→ WHAT YOU NEED TO DO:
For the entries below, copy exactly the line that contains "point_to(query) puts a dot on the debris, one" through the line that contains "point_to(query) puts a dot on the man", both ends included, and exclude all pictures.
*-*-*
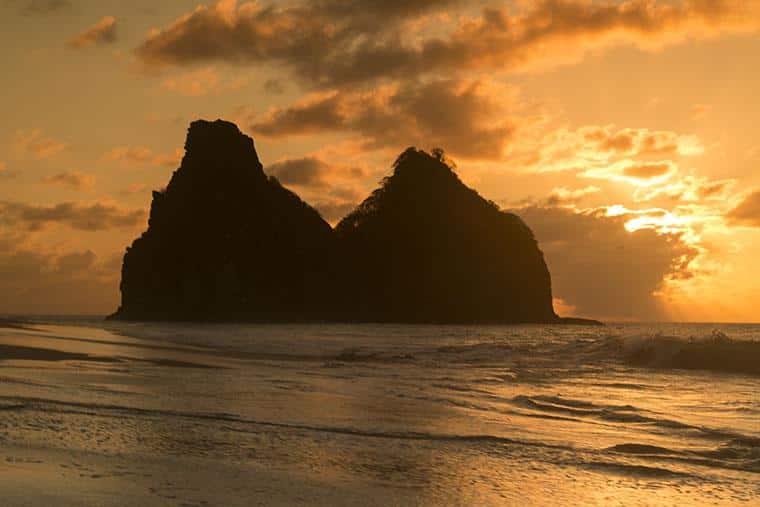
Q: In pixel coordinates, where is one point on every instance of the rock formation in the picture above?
(225, 242)
(426, 248)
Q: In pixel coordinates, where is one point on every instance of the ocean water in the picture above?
(179, 414)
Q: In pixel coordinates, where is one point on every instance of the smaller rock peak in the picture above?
(217, 137)
(420, 166)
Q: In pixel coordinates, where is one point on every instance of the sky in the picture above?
(624, 132)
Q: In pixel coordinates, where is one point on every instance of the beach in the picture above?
(96, 413)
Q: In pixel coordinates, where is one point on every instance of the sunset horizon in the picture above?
(380, 253)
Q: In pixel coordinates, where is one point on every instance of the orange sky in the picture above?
(624, 132)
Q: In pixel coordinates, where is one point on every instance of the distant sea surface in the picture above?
(109, 413)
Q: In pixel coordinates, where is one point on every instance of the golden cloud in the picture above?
(32, 142)
(74, 179)
(102, 32)
(466, 117)
(747, 212)
(332, 43)
(141, 155)
(96, 216)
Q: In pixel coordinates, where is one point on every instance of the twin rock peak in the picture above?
(227, 243)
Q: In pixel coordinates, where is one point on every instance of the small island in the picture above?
(226, 242)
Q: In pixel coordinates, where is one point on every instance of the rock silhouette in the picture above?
(225, 242)
(426, 248)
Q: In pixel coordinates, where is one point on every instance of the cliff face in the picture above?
(225, 242)
(426, 248)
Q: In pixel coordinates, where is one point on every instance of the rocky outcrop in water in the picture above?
(426, 248)
(225, 242)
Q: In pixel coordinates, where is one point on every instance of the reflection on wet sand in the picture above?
(372, 415)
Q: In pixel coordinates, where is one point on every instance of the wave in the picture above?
(716, 352)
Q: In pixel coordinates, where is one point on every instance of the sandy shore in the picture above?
(35, 477)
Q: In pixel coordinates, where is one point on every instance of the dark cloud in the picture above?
(34, 143)
(600, 268)
(34, 281)
(274, 86)
(647, 171)
(41, 7)
(467, 118)
(80, 216)
(329, 42)
(747, 213)
(333, 210)
(73, 179)
(101, 33)
(307, 171)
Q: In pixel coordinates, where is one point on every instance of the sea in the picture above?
(117, 413)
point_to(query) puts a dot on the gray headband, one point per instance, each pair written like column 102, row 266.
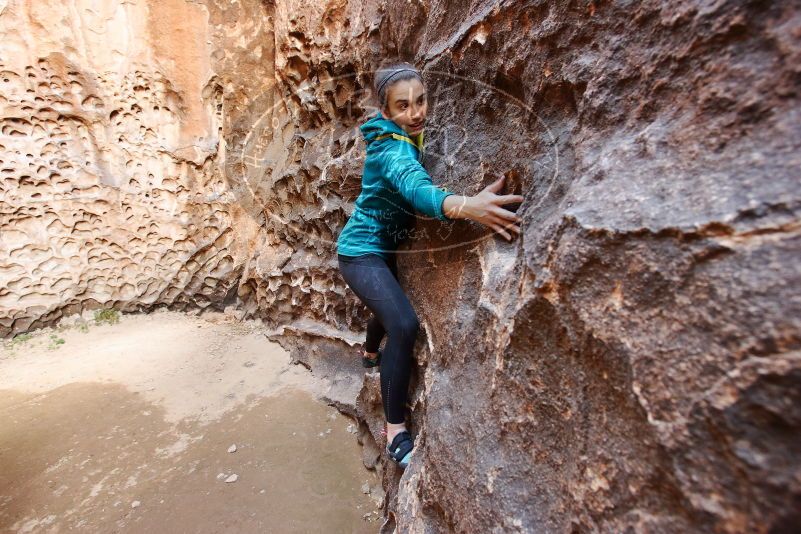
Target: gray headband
column 383, row 83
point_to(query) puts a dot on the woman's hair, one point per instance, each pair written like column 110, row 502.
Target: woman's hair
column 390, row 72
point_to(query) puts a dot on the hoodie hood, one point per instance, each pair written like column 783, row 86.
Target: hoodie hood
column 377, row 125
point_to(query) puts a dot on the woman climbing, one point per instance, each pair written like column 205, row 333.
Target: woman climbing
column 394, row 184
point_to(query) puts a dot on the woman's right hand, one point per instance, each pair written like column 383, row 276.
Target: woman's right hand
column 485, row 207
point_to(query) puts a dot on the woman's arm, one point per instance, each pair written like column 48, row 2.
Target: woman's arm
column 410, row 178
column 485, row 207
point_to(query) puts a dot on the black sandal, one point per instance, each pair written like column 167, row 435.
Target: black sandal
column 400, row 450
column 371, row 362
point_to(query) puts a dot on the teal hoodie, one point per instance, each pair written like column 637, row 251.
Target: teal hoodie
column 394, row 184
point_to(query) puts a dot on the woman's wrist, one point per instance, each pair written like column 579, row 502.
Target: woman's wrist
column 454, row 206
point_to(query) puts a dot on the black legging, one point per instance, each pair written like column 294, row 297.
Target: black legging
column 375, row 282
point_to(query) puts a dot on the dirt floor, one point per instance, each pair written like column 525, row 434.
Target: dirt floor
column 172, row 423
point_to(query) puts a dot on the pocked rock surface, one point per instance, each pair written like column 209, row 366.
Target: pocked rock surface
column 630, row 362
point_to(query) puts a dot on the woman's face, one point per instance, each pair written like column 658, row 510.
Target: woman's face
column 407, row 105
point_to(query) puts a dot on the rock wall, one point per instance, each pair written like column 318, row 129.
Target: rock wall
column 113, row 125
column 630, row 363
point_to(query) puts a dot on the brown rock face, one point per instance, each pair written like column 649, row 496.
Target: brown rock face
column 630, row 363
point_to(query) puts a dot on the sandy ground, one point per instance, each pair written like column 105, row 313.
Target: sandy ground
column 127, row 428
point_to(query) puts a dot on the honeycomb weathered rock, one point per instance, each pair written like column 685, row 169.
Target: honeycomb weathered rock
column 631, row 363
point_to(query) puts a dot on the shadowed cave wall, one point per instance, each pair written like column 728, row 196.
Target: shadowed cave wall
column 631, row 362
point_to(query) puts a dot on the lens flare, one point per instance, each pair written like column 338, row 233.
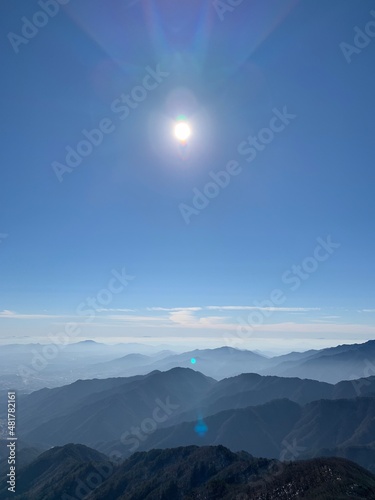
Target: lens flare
column 182, row 131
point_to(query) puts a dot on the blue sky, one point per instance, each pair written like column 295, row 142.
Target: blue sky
column 194, row 279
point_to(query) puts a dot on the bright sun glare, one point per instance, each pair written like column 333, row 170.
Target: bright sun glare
column 182, row 131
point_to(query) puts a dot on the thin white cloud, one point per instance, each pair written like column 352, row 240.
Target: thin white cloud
column 116, row 310
column 273, row 309
column 14, row 315
column 170, row 309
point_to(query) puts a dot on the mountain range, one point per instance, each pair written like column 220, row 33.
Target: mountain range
column 186, row 473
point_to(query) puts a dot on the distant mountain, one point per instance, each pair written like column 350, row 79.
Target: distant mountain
column 345, row 362
column 280, row 428
column 94, row 411
column 97, row 412
column 55, row 472
column 74, row 471
column 89, row 359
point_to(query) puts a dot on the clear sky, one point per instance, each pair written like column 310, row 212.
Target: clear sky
column 273, row 97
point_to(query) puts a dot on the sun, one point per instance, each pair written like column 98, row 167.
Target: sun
column 182, row 131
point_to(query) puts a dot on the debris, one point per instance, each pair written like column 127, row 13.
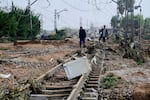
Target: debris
column 77, row 67
column 5, row 75
column 94, row 61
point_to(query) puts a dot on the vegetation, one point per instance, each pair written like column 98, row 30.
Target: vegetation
column 147, row 25
column 60, row 35
column 15, row 24
column 110, row 81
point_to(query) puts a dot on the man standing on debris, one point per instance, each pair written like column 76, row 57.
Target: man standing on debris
column 103, row 34
column 82, row 36
column 42, row 37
*-*-*
→ YOUR RESPONSE:
point_to(query) puts a dot on the debris, one point per instance, each pair written like column 127, row 13.
Target: debris
column 77, row 67
column 5, row 75
column 94, row 61
point_to(query) puts a dot on the vegetation, one point per instance, each pair written like column 98, row 30.
Target: vegetation
column 147, row 25
column 60, row 35
column 15, row 24
column 110, row 81
point_to(query) puts a dot on the man standing on debris, one point per instance, each pair written like column 76, row 57.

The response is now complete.